TASK ▸
Print the lines of the listing below that run from the one containing "Where can the utility" to the one containing "pixel 249 151", both included, with nothing changed.
________
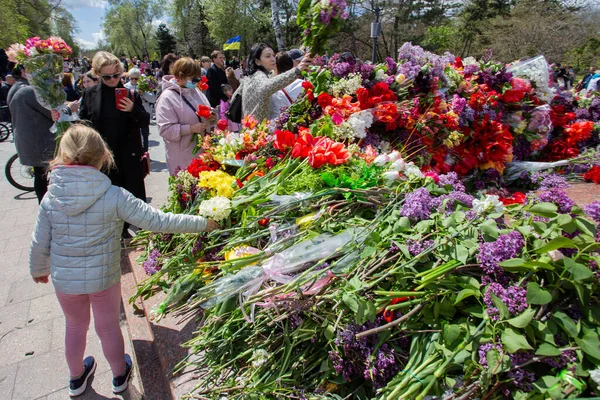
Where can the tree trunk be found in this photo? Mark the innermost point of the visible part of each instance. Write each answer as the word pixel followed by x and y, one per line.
pixel 277 25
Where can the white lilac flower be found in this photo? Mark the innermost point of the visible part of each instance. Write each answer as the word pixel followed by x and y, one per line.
pixel 259 357
pixel 218 208
pixel 398 165
pixel 391 176
pixel 381 160
pixel 489 203
pixel 412 171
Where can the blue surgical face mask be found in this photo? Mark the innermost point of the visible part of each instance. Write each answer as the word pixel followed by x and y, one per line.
pixel 190 85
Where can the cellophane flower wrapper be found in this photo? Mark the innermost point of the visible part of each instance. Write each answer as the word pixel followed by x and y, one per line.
pixel 278 267
pixel 45 73
pixel 536 70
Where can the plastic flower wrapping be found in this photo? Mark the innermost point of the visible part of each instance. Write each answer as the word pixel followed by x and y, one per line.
pixel 43 62
pixel 371 249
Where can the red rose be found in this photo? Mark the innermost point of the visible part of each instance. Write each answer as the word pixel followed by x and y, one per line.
pixel 203 111
pixel 324 100
pixel 593 175
pixel 284 140
pixel 222 124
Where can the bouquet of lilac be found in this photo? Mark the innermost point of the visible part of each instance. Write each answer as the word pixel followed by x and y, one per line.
pixel 320 19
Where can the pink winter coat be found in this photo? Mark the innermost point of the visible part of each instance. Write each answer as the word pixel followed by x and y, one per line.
pixel 174 117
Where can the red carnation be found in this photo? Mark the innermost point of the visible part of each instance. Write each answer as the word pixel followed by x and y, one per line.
pixel 284 140
pixel 203 111
pixel 593 175
pixel 324 100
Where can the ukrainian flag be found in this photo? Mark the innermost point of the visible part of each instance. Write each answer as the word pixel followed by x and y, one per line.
pixel 233 43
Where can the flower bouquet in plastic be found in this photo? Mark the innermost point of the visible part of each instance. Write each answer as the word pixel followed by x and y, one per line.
pixel 320 19
pixel 43 62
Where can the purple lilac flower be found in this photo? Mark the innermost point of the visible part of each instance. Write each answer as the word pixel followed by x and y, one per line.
pixel 514 297
pixel 558 197
pixel 417 205
pixel 151 265
pixel 391 65
pixel 484 349
pixel 592 210
pixel 549 181
pixel 416 247
pixel 507 246
pixel 452 179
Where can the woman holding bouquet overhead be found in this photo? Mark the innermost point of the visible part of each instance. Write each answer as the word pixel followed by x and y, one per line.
pixel 176 113
pixel 119 123
pixel 257 88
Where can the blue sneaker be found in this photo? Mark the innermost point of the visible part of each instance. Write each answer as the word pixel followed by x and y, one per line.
pixel 78 386
pixel 120 382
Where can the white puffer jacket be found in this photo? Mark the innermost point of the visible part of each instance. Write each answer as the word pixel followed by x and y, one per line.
pixel 77 235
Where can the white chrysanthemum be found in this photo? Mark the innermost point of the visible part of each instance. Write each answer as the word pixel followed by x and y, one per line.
pixel 218 208
pixel 259 357
pixel 412 171
pixel 360 122
pixel 489 203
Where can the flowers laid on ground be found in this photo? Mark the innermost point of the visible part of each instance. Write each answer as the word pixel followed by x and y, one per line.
pixel 387 260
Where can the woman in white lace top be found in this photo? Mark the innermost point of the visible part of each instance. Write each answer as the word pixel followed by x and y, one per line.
pixel 257 88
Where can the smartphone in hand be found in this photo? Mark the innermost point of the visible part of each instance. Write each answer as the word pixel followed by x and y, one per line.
pixel 120 94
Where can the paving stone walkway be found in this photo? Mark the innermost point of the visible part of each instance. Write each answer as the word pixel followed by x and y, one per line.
pixel 32 326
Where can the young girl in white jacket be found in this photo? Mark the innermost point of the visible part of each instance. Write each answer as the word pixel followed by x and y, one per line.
pixel 77 243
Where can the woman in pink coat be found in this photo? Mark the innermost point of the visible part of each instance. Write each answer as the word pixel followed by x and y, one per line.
pixel 176 114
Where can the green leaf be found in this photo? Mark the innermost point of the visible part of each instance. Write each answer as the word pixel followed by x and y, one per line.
pixel 559 242
pixel 579 272
pixel 537 295
pixel 463 294
pixel 514 341
pixel 590 344
pixel 521 321
pixel 566 323
pixel 451 333
pixel 547 210
pixel 546 349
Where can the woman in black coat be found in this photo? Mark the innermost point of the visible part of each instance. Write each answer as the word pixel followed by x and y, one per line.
pixel 120 127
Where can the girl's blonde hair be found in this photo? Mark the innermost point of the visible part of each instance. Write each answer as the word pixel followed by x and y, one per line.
pixel 105 59
pixel 83 145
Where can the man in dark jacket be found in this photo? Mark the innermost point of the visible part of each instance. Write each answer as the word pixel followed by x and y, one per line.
pixel 216 77
pixel 31 125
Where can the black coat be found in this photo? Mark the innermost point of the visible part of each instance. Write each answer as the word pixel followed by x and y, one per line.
pixel 128 173
pixel 216 77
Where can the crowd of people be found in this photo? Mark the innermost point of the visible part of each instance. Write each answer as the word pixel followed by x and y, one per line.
pixel 97 173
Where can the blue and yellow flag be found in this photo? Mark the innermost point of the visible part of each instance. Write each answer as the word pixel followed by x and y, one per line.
pixel 233 43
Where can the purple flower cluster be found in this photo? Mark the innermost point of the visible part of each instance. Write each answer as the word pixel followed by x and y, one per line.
pixel 452 179
pixel 558 197
pixel 416 247
pixel 451 199
pixel 417 205
pixel 361 360
pixel 507 246
pixel 151 265
pixel 514 297
pixel 592 210
pixel 547 180
pixel 483 350
pixel 391 65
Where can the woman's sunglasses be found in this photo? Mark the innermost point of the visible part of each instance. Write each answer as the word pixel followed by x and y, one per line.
pixel 109 77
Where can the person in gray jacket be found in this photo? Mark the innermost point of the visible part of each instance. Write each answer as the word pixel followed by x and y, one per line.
pixel 31 125
pixel 76 242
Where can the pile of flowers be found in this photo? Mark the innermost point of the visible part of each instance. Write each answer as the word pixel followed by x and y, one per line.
pixel 370 250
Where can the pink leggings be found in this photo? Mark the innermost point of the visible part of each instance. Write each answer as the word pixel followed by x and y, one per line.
pixel 107 310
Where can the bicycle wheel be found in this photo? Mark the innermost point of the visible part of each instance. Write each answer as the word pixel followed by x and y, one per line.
pixel 19 175
pixel 5 130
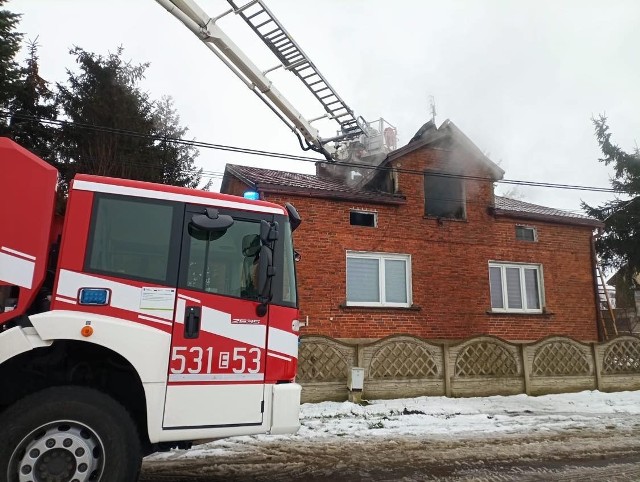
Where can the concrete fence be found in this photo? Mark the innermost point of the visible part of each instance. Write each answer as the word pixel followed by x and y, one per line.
pixel 406 366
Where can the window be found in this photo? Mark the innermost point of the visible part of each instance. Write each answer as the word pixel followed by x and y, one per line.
pixel 378 279
pixel 224 264
pixel 132 238
pixel 516 287
pixel 444 196
pixel 363 218
pixel 526 233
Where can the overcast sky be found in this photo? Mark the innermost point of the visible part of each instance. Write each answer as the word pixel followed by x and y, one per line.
pixel 521 78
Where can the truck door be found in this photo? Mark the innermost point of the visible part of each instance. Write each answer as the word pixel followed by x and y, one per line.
pixel 218 350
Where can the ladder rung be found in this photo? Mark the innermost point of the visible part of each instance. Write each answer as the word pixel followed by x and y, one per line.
pixel 266 35
pixel 263 23
pixel 246 5
pixel 255 14
pixel 282 42
pixel 288 49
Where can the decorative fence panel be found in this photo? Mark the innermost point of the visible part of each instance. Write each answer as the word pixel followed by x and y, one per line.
pixel 406 366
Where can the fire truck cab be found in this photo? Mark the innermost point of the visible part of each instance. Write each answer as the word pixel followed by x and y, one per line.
pixel 150 316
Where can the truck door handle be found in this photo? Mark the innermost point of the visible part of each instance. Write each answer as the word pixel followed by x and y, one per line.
pixel 192 322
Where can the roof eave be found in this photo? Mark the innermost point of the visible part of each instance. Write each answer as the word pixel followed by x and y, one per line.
pixel 593 223
pixel 324 194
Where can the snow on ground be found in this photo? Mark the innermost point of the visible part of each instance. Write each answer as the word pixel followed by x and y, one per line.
pixel 441 417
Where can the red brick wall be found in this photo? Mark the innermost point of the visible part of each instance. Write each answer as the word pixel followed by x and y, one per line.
pixel 450 277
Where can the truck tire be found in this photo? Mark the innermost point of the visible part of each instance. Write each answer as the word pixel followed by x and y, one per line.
pixel 68 434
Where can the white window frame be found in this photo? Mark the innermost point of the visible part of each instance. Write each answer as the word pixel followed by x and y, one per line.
pixel 381 278
pixel 505 302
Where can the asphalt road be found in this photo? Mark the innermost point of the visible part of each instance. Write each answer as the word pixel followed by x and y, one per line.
pixel 605 454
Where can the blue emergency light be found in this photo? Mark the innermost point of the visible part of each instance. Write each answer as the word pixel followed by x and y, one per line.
pixel 93 296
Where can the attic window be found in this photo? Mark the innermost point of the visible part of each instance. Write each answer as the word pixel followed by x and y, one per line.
pixel 526 233
pixel 444 196
pixel 363 218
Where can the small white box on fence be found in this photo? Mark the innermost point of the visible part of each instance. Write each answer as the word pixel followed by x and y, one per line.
pixel 355 378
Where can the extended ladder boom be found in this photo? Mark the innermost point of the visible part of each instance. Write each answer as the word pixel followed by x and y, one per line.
pixel 355 139
pixel 285 48
pixel 204 27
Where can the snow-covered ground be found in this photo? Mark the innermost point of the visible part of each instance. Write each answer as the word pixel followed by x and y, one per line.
pixel 442 418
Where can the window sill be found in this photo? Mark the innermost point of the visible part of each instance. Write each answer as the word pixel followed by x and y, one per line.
pixel 541 314
pixel 344 306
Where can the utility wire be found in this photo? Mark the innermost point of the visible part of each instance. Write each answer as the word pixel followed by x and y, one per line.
pixel 245 150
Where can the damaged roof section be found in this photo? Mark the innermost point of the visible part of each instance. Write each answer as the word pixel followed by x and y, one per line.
pixel 513 208
pixel 367 173
pixel 272 181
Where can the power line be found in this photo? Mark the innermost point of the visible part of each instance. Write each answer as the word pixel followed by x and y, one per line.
pixel 249 151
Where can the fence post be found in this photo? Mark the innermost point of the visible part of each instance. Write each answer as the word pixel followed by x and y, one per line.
pixel 597 366
pixel 446 369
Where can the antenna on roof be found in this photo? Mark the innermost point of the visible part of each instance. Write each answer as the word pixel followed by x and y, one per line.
pixel 432 108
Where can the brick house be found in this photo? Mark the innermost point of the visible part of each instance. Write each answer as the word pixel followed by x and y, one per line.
pixel 420 245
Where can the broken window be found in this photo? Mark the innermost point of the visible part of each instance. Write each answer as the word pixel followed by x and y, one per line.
pixel 526 233
pixel 363 218
pixel 444 196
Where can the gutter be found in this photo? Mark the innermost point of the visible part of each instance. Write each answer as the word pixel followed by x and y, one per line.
pixel 549 218
pixel 334 195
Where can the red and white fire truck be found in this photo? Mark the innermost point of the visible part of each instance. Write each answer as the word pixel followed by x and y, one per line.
pixel 150 315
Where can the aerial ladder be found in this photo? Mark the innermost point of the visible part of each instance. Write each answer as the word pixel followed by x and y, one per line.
pixel 355 138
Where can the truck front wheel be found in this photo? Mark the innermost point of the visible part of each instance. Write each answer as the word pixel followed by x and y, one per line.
pixel 68 434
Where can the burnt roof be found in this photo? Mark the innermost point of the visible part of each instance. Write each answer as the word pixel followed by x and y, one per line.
pixel 513 208
pixel 273 181
pixel 270 180
pixel 451 135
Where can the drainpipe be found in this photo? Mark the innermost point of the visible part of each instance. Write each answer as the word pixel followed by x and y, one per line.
pixel 594 267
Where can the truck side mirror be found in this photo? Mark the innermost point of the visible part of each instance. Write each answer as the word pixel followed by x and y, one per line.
pixel 266 271
pixel 212 221
pixel 294 217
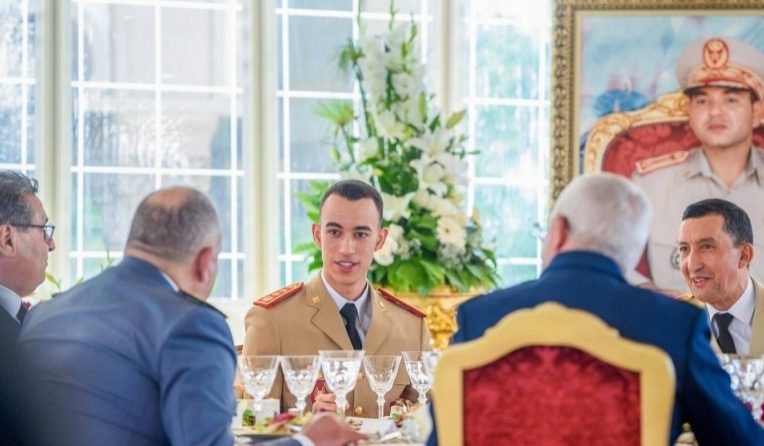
________
CORRECT ANSWER ▸
Where can the utility wire be found in this photo? Mark the innermost point of the visible part of each instance. Write each answer as the word pixel followed by x and y, one per line.
pixel 245 150
Where can the damaged roof section be found in this photo? Mark the innermost point of the visible part of each instance. Write each answer as the word pixel followed by x and y, one per line.
pixel 513 208
pixel 367 173
pixel 272 181
Where can the power line be found in this photo? Mark the innermost point of the visible part of each instance. Write each answer as the word pixel followed by x and y, one per line.
pixel 249 151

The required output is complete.